--- begin ---

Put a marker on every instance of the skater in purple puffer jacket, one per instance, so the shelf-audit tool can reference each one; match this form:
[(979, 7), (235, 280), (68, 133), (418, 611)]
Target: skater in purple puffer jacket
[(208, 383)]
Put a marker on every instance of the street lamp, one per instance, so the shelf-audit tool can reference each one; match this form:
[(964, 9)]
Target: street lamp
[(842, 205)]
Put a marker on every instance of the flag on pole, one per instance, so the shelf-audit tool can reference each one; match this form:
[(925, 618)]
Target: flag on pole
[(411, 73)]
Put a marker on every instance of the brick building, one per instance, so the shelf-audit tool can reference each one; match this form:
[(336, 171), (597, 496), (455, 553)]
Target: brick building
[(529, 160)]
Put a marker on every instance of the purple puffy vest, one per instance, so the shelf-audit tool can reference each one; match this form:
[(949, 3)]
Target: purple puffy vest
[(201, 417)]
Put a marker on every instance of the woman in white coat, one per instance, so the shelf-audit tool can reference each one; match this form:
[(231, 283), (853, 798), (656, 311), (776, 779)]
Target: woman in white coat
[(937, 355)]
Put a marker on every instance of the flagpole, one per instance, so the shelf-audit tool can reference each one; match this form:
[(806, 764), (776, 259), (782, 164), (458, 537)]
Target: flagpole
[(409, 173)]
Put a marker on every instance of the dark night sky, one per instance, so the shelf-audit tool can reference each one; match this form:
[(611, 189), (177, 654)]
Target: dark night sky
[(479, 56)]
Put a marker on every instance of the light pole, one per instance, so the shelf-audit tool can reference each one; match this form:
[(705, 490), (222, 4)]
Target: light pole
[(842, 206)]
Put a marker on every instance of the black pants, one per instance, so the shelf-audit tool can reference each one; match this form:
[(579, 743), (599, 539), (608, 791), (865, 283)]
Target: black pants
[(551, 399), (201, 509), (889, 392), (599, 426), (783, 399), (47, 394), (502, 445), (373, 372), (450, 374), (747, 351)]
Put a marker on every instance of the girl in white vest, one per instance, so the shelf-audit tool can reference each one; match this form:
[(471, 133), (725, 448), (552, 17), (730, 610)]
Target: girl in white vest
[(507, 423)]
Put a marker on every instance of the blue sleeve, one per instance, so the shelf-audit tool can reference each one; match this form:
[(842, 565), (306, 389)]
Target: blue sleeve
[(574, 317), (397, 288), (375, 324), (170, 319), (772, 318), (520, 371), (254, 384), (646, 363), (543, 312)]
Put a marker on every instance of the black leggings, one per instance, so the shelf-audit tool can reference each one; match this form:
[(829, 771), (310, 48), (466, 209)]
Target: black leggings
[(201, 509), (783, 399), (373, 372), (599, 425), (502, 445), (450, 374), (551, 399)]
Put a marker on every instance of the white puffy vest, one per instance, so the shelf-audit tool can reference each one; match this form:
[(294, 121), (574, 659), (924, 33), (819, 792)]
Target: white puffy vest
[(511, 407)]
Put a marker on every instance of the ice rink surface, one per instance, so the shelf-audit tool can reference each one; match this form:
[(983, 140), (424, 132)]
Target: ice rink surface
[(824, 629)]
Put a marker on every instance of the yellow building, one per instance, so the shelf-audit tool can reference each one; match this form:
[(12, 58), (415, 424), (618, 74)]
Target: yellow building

--- end ---

#### [Task to carry out]
Copy all of the material above line for line, changing nothing.

#### [Full output]
Put a marker on every instance of the skater in purple puffer jacket, one per instance, so the shelf-audit tool can reference each one; match this form:
[(979, 7), (235, 280), (68, 133), (418, 611)]
Target: skater in purple puffer jacket
[(208, 383)]
Put a marker on every instance of the street lamp, one per instance, so the shelf-audit tool can reference each one; match this form:
[(964, 9)]
Target: street lamp
[(842, 205)]
Put a marker on every instance of the flag on pole, one per instance, so the shelf-audit tool can reference each one; match this form:
[(925, 618)]
Target: flag on pole
[(411, 73)]
Put a marker on every instance of the brick building, one per instance, so the shelf-audit tool can reference each one; match this form:
[(336, 171), (597, 496), (455, 553)]
Target: brick building
[(529, 160)]
Put a marker on every instance of the purple puffy vest, one per instance, so the shelf-audit tool can reference each one; match this form:
[(949, 3)]
Target: purple puffy vest
[(201, 417)]
Put a marker on every instance of the woman in white coat, one per instance, so the shelf-audit tool can reference each one; match this form:
[(231, 283), (853, 798), (656, 311), (776, 779)]
Target: woman in white coat
[(937, 355)]
Put a marker on every instance of the flagpole, one per instance, so the shelf-audit tool can reference each one; match this form:
[(806, 764), (776, 259), (782, 164), (458, 537)]
Target: flagpole
[(409, 173)]
Put a marker on every instance of the dark night sky, one per instance, so the shelf-audit tool can reference each one; match this form:
[(611, 189), (177, 654)]
Target: dark night sky
[(479, 56)]
Put a marker on every instance of the light pole, one per instance, so the shelf-audit tool can reference each one; match this form:
[(705, 490), (222, 4)]
Target: light pole
[(842, 206)]
Put a marker on every instance of the black pants, one per instance, so the shelf-audit tool can reference each one; match this form:
[(579, 743), (599, 539), (608, 791), (865, 283)]
Target: black pants
[(551, 399), (201, 509), (889, 392), (599, 426), (783, 399), (47, 394), (502, 445), (373, 372), (450, 374), (747, 351)]
Put a marker on every instance of the girl in white vest, one per instance, so the shelf-audit tool can reference each one; match this form:
[(471, 133), (725, 448), (552, 17), (730, 610)]
Target: girl in white vest
[(507, 423)]
Put a marker on every instance of the blue sleeve, one per instance, so the shelf-audit tool can reference each one; match this form:
[(842, 565), (306, 389)]
Target: blue sleeve
[(574, 317), (397, 288), (375, 324), (170, 319), (772, 318), (520, 371), (254, 384), (646, 363), (543, 312)]
Put a marker on every instance of the black leggings, one per instance, so the shelf-audit tool can reference each one; match this form:
[(829, 771), (310, 48), (466, 209)]
Target: black leggings
[(201, 509), (783, 399), (373, 372), (599, 425), (502, 445), (450, 374), (551, 399)]
Put a marker on every instance of the white puffy vest, one per instance, so the shelf-audit tool can reference each one; match this form:
[(294, 121), (574, 659), (924, 33), (819, 792)]
Target: white puffy vest
[(511, 407)]
Put a marker on every instance of the ice rink surface, one per instance, so the shelf-audit tool can reference each one; match this form:
[(983, 140), (424, 132)]
Target: ice rink surface
[(824, 629)]
Put a marker on every instance of the yellow building, one per instance, so the shelf-audit tool can reference each one; match this form:
[(12, 58), (415, 424), (618, 74)]
Target: yellow building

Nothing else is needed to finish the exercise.